- Was gefordert ist:
Aktualisiere den Abschnitt des Textes zum Chirurgeneinsatz in Syrien von „Der belgische Chirurg“ bis einschließlich „in Syrien ausgesehen?“, indem du „Ärzte ohne Grenzen“ durch „Médecins Sans Frontières“ ersetzt, und gib ihn wieder.

- Bereitgestellter Text:
- - - -

Syrien: Schwierige Bedingungen

22.11.2012
Ein Chirurg erzählt vom Einsatz im Krisengebiet
Afghanistan 2010
Ton Koene
Lashkargah, 16.05.2010: Archivbild: Dr. Martial Ledecq bei einem chirurgischen Einsatz in Afghanistan.

Der belgische Chirurg Dr. Martial Ledecq ist von einem Einsatz zurückgekehrt, bei dem er einen Monat in einer der vier medizinischen Einrichtungen verbrachte, die von Ärzte ohne Grenzen im Norden Syriens behelfsmäßig errichtet wurden. Seit Ende Juni 2012 haben unsere Teams über 2.500 Patient:innen versorgt und an die 550 chirurgische Operationen durchgeführt.

 

Wie hat Dein Einsatz in Syrien ausgesehen?

 

Ich habe einen Monat lang als Chirurg in einem behelfsmäßigen Spital gearbeitet, das von Ärzte ohne Grenzen im Norden Syriens errichtet wurde. Unsere Einrichtung bestand aus einem Operationstrakt mit zehn Spitalbetten für chirurgische Notfälle. Zudem boten wir der Lokalbevölkerung medizinische Sprechstunden an. Wir nahmen in einem Monat etwa 70 Eingriffe im Operationstrakt vor, also etwas mehr als zwei pro Tag. Bis auf einige zivile chirurgische Notfälle fanden diese Eingriffe alle bei Patient:innen statt, die an gewaltverursachten Verletzungen litten: Schuss- oder Splitterverletzungen, offene Brüche, Verletzungen durch Explosionen… Unter diesen Patient:innen hatte es neben Frauen und Kindern auch Soldaten aus verschiedenen Oppositionsgruppen sowie aus Regierungstruppen gegeben.

- - - -

[Gespeicherte Einträge]
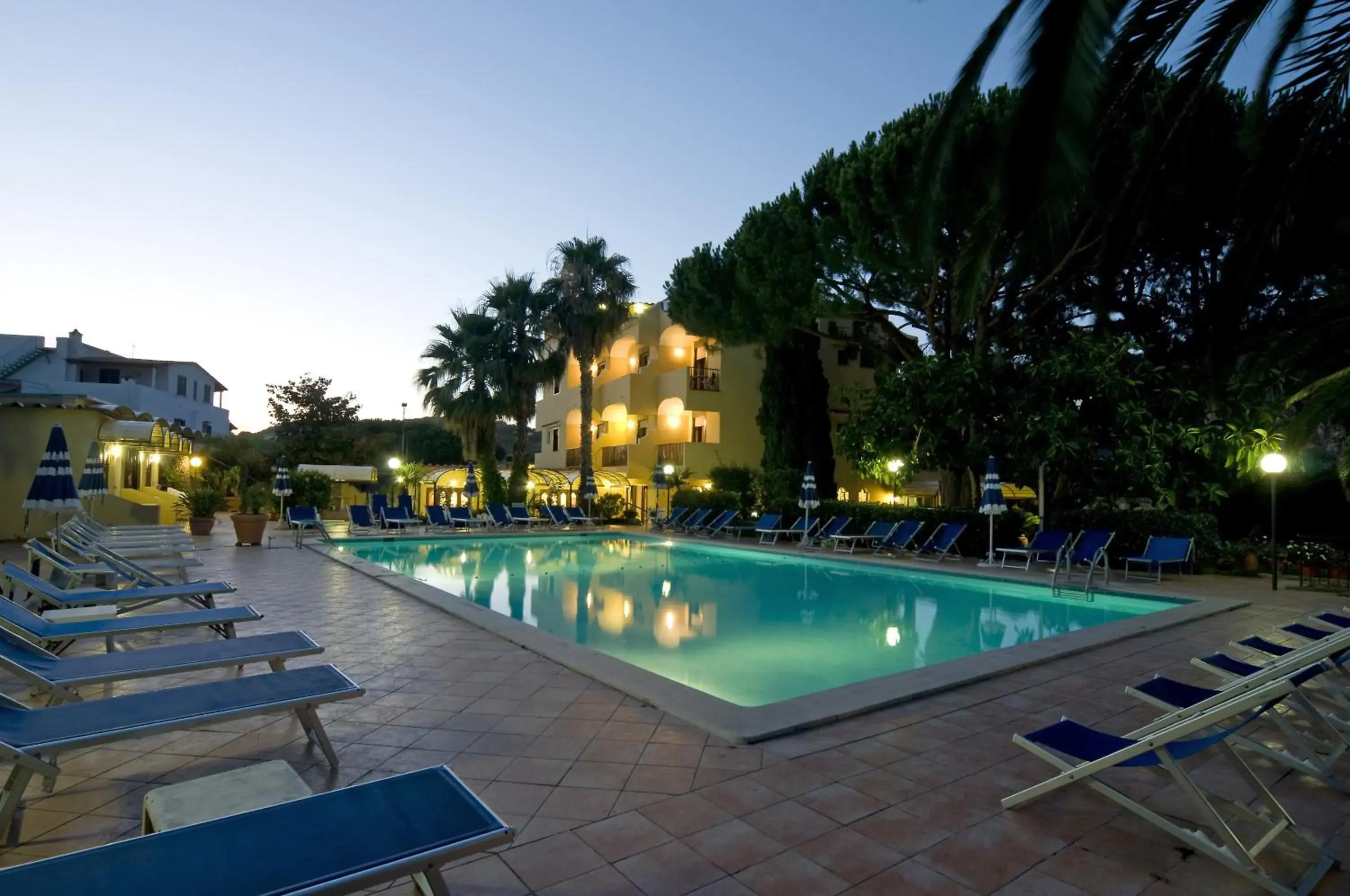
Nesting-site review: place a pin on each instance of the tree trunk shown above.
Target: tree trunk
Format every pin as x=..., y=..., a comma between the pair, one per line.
x=586, y=386
x=519, y=462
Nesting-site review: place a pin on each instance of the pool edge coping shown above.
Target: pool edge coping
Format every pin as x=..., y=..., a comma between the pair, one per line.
x=751, y=724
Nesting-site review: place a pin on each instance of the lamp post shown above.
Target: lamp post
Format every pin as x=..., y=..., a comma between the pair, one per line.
x=894, y=467
x=1274, y=465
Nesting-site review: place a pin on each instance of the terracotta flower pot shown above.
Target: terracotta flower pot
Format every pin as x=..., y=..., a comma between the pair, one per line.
x=249, y=528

- - - -

- Lösung der Aufgabe:
Der belgische Chirurg Dr. Martial Ledecq ist von einem Einsatz zurückgekehrt, bei dem er einen Monat in einer der vier medizinischen Einrichtungen verbrachte, die von Médecins Sans Frontières im Norden Syriens behelfsmäßig errichtet wurden. Seit Ende Juni 2012 haben unsere Teams über 2.500 Patient:innen versorgt und an die 550 chirurgische Operationen durchgeführt.

 

Wie hat Dein Einsatz in Syrien ausgesehen?